If you’re eligible for full, normal retirement at a young age, there’s a lot to think about. Do you plan on starting a second career? What are your plans for health insurance? How long might you need to wait to access personal savings or Social Security? We’ll take a quick look at each of these elements to hopefully point you in the right direction.

For our purposes, we’ll define “retiring at a young age” as retiring before age 65, as 65 is when most are eligible for Medicare - a big factor for most when thinking about retirement.

Health Insurance

Many don’t realize how expensive health insurance can be when they aren’t yet eligible for Medicare, and they don’t have an employer subsidizing their health insurance. To give an example of the possible disparity between Medicare-eligible and pre-Medicare medical insurance rates: for plans offered through the ASRS in 2021, premiums range between $0 and $67 a month for a single-coverage Medicare plan (aka, a plan that covers only you – no spouse or dependents) while rates for single coverage non-Medicare ASRS retirees are between $775 and $1,361 a month1. That’s a huge difference and one that catches a lot of people off guard!

If you plan on retiring at an early age, be mindful of how you plan on obtaining health insurance. Will you have a working spouse whose plan you can join? Will you be starting a second career and getting insurance through your employer? Both are options that could save you money.

Personal Savings

A common bit of advice you’ll often hear us tell our members - have personal savings! Your ASRS pension is meant to be just one part of your overall retirement income, with personal savings and Social Security rounding out your retirement finances. However, even if you’ve followed our (very smart) advice and have a well-funded supplemental savings account, such as a 401(k), you might find you can’t withdraw funds without a financial penalty if you aren’t 59 ½ years old when you retire. A 10% penalty is common for these types of savings accounts, in addition to the typical taxes and fees involved. You may need to decide whether you’re willing to accept the penalty or willing to wait to access these funds. Either way, make sure to research the rules specific to your type of savings account, so you have a plan in place.

Recorded information:

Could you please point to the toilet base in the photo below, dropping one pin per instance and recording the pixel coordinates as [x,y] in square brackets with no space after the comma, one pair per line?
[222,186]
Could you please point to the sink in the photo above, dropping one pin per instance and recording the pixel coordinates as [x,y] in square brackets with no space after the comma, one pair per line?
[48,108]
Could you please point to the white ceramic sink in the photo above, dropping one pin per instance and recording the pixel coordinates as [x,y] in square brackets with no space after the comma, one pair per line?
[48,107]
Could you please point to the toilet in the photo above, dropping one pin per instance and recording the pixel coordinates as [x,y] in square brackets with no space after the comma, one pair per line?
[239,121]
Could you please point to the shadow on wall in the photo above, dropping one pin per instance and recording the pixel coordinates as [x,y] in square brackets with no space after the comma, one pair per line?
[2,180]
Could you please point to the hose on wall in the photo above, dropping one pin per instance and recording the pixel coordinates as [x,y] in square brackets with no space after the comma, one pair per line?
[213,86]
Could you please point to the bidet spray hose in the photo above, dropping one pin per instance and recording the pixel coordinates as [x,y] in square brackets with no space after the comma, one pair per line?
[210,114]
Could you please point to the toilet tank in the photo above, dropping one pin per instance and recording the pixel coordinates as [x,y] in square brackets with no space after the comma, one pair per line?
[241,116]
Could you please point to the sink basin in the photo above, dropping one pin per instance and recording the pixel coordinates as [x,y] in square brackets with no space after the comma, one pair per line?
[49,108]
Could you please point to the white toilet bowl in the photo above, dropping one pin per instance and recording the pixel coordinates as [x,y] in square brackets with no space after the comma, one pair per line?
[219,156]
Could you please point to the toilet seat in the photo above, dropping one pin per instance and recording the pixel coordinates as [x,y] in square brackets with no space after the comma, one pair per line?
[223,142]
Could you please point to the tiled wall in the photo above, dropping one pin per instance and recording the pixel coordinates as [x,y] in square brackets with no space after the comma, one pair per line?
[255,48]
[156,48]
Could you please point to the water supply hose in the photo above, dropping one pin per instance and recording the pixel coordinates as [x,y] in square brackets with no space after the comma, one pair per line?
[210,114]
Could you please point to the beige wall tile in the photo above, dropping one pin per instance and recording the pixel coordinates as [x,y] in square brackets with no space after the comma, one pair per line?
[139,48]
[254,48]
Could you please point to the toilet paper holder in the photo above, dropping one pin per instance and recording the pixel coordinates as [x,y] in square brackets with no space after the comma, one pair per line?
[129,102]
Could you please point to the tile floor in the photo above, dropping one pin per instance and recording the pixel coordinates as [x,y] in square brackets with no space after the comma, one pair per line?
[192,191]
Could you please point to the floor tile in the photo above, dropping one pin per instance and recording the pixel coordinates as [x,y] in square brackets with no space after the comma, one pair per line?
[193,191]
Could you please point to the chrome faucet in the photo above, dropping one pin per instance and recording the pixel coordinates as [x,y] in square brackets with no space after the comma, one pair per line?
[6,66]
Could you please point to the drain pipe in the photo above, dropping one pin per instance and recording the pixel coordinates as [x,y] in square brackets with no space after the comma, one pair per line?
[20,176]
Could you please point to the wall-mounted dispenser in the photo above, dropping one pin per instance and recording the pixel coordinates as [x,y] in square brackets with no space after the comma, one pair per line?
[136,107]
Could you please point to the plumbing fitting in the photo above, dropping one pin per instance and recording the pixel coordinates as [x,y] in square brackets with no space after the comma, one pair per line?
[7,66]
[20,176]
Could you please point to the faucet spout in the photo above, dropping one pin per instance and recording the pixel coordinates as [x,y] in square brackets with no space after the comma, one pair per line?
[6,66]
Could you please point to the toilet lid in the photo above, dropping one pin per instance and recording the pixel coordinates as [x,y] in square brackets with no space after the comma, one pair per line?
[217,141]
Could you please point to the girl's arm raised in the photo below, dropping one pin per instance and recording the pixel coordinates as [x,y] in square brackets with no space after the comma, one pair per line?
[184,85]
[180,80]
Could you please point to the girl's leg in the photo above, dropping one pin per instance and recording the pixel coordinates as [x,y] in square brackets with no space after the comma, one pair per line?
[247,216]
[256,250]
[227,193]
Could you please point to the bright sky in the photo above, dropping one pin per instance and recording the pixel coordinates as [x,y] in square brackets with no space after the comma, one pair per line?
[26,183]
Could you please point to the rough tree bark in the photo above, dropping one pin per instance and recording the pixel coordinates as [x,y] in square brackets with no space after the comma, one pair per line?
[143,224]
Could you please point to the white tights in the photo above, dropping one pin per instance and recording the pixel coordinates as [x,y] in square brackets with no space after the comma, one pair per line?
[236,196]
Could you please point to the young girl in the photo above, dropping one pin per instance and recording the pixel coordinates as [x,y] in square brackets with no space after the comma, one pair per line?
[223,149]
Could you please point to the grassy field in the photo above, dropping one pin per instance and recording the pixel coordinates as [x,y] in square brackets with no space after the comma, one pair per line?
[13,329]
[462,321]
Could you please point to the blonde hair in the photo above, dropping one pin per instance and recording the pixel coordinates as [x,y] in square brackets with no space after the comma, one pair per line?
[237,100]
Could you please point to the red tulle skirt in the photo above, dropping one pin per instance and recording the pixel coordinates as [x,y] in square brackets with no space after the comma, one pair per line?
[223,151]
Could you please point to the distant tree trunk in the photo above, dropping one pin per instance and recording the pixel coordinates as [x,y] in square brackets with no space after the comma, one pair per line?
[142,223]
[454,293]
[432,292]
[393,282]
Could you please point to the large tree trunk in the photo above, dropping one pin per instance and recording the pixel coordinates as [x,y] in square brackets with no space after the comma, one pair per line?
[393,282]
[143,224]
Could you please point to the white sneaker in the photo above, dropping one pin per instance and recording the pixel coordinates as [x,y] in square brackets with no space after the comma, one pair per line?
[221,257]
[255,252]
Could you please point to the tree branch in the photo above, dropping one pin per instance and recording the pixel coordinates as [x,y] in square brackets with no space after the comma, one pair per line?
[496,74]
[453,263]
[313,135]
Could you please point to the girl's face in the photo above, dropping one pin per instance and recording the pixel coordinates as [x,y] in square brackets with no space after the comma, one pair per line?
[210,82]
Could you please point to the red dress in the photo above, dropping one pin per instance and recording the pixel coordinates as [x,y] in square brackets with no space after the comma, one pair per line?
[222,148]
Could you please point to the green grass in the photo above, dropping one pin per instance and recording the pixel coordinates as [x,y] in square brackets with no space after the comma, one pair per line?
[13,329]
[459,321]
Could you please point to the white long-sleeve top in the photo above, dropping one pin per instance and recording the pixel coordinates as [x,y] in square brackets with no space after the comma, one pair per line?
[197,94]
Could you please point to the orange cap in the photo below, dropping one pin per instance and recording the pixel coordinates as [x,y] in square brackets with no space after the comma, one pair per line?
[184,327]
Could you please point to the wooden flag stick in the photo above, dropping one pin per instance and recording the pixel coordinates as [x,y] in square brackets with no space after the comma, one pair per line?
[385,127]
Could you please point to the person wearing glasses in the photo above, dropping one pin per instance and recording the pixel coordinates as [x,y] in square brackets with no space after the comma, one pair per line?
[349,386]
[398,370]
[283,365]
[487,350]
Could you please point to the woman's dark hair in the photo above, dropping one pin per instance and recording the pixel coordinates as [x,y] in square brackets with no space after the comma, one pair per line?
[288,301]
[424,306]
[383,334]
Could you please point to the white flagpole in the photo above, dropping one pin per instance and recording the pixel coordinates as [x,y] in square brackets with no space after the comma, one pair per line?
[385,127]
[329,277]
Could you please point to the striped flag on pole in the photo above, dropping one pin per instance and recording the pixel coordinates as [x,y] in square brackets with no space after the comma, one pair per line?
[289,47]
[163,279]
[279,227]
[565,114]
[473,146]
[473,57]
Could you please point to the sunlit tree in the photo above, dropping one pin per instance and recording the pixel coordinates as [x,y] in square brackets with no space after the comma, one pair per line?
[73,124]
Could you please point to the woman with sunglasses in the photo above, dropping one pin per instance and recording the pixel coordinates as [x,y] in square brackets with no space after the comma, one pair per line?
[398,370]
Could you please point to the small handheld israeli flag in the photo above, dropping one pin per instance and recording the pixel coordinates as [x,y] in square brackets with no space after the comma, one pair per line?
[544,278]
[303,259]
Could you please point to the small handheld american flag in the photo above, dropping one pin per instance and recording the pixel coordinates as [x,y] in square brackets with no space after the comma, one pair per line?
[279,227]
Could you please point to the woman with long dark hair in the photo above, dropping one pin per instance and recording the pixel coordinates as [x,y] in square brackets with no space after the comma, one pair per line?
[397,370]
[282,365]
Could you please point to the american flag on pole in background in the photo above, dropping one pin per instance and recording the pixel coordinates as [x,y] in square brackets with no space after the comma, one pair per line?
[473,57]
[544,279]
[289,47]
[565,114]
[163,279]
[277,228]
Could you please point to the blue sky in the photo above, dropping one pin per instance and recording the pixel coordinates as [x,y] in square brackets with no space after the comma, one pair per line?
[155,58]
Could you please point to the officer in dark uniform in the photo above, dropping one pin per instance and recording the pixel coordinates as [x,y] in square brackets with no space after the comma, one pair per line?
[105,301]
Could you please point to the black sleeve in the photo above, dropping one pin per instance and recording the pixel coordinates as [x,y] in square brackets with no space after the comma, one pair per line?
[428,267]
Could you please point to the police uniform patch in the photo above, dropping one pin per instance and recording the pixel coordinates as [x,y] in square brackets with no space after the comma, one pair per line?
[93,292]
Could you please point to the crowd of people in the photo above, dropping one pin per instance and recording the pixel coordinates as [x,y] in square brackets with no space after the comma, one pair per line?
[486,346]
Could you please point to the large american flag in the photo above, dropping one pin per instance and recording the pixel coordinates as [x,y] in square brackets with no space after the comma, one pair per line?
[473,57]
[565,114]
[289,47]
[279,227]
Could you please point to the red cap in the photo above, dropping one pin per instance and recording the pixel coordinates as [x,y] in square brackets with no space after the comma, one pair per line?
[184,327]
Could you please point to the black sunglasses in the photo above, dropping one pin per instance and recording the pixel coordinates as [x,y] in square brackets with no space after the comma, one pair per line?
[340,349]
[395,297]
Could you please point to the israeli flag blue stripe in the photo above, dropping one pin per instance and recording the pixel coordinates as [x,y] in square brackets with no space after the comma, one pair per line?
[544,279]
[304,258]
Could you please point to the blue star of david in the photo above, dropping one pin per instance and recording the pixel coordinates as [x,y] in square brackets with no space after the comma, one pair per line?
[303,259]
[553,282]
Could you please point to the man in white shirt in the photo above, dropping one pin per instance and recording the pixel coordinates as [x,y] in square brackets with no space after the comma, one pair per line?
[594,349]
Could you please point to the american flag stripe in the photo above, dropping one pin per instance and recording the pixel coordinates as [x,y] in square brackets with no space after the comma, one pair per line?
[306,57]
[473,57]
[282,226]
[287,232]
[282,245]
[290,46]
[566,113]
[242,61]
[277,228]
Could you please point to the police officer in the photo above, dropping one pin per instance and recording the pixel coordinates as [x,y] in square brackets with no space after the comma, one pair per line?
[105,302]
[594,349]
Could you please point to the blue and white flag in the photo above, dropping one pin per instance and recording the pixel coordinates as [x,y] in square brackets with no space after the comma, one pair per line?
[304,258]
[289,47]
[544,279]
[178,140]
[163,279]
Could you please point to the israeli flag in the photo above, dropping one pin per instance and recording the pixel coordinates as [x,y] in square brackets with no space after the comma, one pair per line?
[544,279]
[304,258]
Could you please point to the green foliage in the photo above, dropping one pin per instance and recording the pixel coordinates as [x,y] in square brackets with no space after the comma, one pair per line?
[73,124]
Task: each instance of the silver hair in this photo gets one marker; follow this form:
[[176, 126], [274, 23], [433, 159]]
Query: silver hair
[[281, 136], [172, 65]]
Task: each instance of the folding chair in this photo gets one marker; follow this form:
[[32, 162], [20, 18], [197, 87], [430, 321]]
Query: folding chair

Work instruction A: In the article on retiring at a young age, what monthly premium range does it give for single-coverage non-Medicare ASRS retirees in 2021?
Work instruction B: Continue the article on retiring at a young age from its last sentence.

Written reply A: Between $775 and $1,361 a month.

Written reply B:
Also, unlike your ASRS pension, which is guaranteed for life, personal savings are a finite resource – if you start withdrawing from it at an earlier age than you initially planned, it could run out. Make sure to do the math and figure out a budget, so you can stretch it as much as you need to.

Social Security.

If Social Security is part of your retirement strategy, you’ll also need to research how early you’re able (and willing) to take it. The age you’re able to receive full benefits varies, falling between 66 and 67 depending on your age. The earliest you’re able to receive Social Security benefits is age 62, and you’ll be taking a reduced benefit – an estimated 29% lower benefit than what your full Social Security would be. Also, Social Security benefits vary from person to person depending on work history, age, and how much you’ve paid into Social Security. To get an idea of how much your Social Security benefit could be, visit SSA.gov , where you can use their online estimator to see a personalized estimate of your future benefit.

Starting a Second Career

This is often the solution for those who can retire at an early age, and may solve many of the potential hurdles we’ve already discussed. Receiving both a paycheck from an employer and your ASRS pension2 could bridge the financial gap, allowing you to leave your personal retirement savings alone (or even keep adding to it) until there’s no penalty to withdraw, while also allowing you to wait to take Social Security benefits. If you work for an employer that offers health insurance, it could also help you avoid those high, unsubsidized non-Medicare health insurance rates.

Whether you’re thinking of retiring this year or in five years, at age 45 or 70, it’s never too early to start forming a plan! You could even find that the best option is to delay your retirement, if you're close to hitting the next multiplier in your pension calculation3. For additional food for thought, visit our Retirement Central page at AzASRS.gov.

1 These are rates the ASRS has currently negotiated with UnitedHealthcare for Plan Year 2021. There are many places to source health insurance with varying levels of coverage and rates, but you’re likely to find a similar level of cost disparity between Medicare and non-Medicare medical plans. Once on Medicare, the government starts subsidizing your health insurance costs, allowing insurance companies to offer much lower monthly premiums than to those not eligible for Medicare. Back

2 Visit our Return To Work page for additional info on working after retirement.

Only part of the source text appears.